Cyanobacteria are aquatic microorganisms that thrive best in warm waters. Global warming has been linked to the exponential growth of these microorganisms in natural waters that poses a serious threat to human health. These microorganisms can produce toxins harmful to the cells, nervous system, liver and other organs in the body.

Rehab El-Shehawy expressed concerns on the environmental and economic repercussions of the prolific growth of cyanobacteria. El-Shehawy is a co-author of a study on the effect of warmer temperatures on the growth of these microorganisms.

Cyanobacteria blooms in rivers, lakes, reservoirs, estuaries and seas are becoming frequent occurrences due to the rise of water temperatures from global warming. These can cause economic problems in relation to water sanitation, shipping and tourism.

Environmental problems arising from threats to the ecosystem are likewise a concern. In Spain, it was confirmed that the proliferation of cyanobacteria in the Doñana wetlands caused the death of local wildlife.

Health threats of cyanobacteria arise from the production of various toxins by different species of the microorganism. According to Francisca F. del Campo, these toxins can be hepatotoxins (harmful to the liver), neurotoxins (harmful to the nervous system) and cytotoxins (harmful to different types of cells). Del Campo is also a co-author of the study published in Water Research with El-Shehawy.

The researchers are calling for increased public attention on the serious threats posed by cyanobacteria. In particular, del Campo calls for epidemiological studies to relate incidences of gastrointestinal disorders to high levels of cytotoxins in water reservoirs.

Analysis conducted by the Centre for Studies and Experimentation of Public Works (CEDEX) revealed around 20 percent of Spanish reservoirs had cyanobacteria levels exceeding 2 mm3/L, which is the permissible level set by WHO for bathing water.  In this group, 45 percent of the sampled reservoirs had concentrations of microcystins (a hepatotoxin) above 1 microgram per liter, which is the permissible level set by WHO and the Spanish government for bathing water.

→ **Record excerpts**:

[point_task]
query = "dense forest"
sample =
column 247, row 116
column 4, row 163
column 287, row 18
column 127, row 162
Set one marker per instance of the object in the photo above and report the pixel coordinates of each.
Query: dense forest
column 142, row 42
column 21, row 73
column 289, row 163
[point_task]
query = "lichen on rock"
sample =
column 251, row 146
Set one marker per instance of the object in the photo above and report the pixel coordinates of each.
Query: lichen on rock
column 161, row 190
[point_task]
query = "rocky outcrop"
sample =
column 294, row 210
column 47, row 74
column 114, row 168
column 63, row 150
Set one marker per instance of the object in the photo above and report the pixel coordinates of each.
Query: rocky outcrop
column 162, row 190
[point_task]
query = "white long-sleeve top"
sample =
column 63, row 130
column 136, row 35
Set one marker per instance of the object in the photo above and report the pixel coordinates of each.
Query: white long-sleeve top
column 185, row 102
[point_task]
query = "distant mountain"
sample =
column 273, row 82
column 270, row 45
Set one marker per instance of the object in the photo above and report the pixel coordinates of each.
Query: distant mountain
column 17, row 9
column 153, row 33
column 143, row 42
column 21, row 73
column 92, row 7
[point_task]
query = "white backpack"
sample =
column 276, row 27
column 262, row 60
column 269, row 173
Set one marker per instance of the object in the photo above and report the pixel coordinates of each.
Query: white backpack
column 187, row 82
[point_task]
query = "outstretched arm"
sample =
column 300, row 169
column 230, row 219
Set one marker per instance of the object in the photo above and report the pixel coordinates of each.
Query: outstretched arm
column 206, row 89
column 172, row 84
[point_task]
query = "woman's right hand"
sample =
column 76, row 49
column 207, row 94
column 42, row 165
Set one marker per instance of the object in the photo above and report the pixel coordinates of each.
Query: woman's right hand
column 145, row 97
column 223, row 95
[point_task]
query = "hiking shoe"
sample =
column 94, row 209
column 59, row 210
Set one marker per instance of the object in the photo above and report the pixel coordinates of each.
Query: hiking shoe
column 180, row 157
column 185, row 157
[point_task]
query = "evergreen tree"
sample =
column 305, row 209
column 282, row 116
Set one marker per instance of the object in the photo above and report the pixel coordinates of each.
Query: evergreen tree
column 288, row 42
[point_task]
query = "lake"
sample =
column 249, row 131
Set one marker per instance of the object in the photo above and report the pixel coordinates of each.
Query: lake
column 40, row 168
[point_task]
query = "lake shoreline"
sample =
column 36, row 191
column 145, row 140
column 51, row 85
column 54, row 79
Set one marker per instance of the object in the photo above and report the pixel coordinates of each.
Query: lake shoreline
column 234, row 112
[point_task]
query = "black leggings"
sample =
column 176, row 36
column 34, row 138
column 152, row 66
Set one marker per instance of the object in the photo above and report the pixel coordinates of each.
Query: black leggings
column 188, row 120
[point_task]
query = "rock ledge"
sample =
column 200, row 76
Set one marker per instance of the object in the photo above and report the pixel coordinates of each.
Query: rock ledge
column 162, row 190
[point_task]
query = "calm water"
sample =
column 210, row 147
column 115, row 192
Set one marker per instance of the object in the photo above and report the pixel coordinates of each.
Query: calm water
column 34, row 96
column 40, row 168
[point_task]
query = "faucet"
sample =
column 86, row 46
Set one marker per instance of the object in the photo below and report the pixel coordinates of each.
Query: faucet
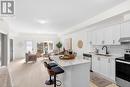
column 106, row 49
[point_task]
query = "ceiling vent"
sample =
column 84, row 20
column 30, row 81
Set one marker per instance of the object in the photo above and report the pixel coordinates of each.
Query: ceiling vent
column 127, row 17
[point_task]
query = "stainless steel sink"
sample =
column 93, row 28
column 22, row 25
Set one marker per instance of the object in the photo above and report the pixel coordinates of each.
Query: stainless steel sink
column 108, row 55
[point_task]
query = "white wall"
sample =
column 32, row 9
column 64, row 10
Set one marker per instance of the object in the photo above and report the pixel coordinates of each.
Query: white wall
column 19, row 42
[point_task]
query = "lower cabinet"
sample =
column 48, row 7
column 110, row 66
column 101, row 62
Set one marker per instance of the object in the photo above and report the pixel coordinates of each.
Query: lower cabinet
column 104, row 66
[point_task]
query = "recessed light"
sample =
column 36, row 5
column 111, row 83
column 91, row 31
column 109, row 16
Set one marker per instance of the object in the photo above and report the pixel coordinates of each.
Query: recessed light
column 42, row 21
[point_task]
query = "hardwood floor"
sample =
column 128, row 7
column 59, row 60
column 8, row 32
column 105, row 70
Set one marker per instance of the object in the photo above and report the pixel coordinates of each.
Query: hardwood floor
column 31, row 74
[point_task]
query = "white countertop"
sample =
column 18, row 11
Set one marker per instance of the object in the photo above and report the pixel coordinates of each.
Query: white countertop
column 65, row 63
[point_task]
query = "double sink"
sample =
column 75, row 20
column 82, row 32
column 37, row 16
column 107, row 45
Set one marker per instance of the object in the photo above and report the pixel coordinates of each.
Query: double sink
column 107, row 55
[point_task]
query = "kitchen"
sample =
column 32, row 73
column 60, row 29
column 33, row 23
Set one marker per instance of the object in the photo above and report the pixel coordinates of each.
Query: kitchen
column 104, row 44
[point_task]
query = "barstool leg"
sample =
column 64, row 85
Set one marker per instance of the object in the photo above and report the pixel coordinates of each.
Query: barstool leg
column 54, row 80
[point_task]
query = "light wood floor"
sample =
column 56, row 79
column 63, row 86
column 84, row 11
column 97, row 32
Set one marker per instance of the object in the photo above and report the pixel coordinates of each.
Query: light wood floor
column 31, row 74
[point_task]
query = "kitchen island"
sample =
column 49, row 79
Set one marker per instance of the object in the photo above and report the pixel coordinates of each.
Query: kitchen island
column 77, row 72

* * *

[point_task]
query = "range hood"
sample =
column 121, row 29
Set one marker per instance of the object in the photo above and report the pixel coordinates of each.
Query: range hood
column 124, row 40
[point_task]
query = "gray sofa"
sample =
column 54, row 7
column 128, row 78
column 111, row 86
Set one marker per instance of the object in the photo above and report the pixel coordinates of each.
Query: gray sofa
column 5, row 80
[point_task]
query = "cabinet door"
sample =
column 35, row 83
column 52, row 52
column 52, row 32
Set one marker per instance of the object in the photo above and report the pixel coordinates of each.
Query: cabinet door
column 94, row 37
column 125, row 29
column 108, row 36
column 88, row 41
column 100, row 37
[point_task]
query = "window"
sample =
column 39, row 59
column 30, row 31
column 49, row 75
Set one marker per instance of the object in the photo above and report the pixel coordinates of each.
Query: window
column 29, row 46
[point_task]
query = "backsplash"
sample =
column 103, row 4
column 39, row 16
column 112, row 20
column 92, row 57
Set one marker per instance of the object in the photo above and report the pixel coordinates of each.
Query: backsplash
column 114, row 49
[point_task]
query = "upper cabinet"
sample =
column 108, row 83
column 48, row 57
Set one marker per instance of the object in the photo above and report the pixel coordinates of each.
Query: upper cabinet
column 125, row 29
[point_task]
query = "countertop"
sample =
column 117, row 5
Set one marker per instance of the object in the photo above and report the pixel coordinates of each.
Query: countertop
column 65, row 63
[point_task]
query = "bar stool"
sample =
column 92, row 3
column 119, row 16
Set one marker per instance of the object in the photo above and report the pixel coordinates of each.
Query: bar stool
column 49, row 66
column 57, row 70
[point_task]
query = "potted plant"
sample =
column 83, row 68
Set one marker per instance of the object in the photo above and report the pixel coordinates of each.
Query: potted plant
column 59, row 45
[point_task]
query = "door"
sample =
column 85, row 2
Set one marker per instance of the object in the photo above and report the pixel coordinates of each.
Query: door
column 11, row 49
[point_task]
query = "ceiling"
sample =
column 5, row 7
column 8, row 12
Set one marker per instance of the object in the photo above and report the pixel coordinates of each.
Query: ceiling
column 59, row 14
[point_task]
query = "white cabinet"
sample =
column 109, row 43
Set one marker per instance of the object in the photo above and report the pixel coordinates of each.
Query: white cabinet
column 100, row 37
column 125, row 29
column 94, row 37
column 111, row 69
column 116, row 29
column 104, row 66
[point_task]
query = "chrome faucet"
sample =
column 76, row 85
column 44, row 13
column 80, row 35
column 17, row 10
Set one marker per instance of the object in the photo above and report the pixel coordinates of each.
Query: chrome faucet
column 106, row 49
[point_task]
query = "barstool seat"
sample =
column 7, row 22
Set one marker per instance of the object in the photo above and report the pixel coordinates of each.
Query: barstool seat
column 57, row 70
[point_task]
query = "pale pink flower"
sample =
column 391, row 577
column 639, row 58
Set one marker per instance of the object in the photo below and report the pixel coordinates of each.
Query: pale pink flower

...

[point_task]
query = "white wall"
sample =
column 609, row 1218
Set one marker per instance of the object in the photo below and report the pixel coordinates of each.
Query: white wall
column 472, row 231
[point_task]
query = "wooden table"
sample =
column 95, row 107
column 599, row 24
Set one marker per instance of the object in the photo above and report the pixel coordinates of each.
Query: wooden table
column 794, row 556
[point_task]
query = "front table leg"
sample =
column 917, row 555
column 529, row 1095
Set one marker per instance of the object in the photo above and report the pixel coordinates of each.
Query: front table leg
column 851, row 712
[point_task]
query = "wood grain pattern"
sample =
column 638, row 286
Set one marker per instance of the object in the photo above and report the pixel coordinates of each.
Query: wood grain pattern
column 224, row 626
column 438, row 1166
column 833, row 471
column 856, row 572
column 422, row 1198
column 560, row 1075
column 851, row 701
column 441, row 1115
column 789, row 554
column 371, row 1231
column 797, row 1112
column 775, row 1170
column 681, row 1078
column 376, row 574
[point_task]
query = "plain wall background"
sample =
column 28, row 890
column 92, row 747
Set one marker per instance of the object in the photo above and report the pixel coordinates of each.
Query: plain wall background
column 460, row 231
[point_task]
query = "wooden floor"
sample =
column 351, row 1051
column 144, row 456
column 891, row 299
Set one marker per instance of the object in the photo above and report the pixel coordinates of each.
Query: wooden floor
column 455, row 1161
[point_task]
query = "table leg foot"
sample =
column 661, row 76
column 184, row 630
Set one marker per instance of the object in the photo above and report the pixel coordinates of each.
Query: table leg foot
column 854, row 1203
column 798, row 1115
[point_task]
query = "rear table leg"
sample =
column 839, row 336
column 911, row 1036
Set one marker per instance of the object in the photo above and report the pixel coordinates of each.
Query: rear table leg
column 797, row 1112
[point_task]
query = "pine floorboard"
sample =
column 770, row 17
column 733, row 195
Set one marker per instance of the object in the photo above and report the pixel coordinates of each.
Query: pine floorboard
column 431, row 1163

→ **Exercise set**:
[1] Reproduce the passage of the cyanobacteria text above from "Cyanobacteria are aquatic" to "in the body.".
[2] In the cyanobacteria text above, what was confirmed to result from the proliferation of cyanobacteria in Spain's Doñana wetlands?

→ **Responses in order**:
[1]
Cyanobacteria are aquatic microorganisms that thrive best in warm waters. Global warming has been linked to the exponential growth of these microorganisms in natural waters that poses a serious threat to human health. These microorganisms can produce toxins harmful to the cells, nervous system, liver and other organs in the body.

[2] The death of local wildlife.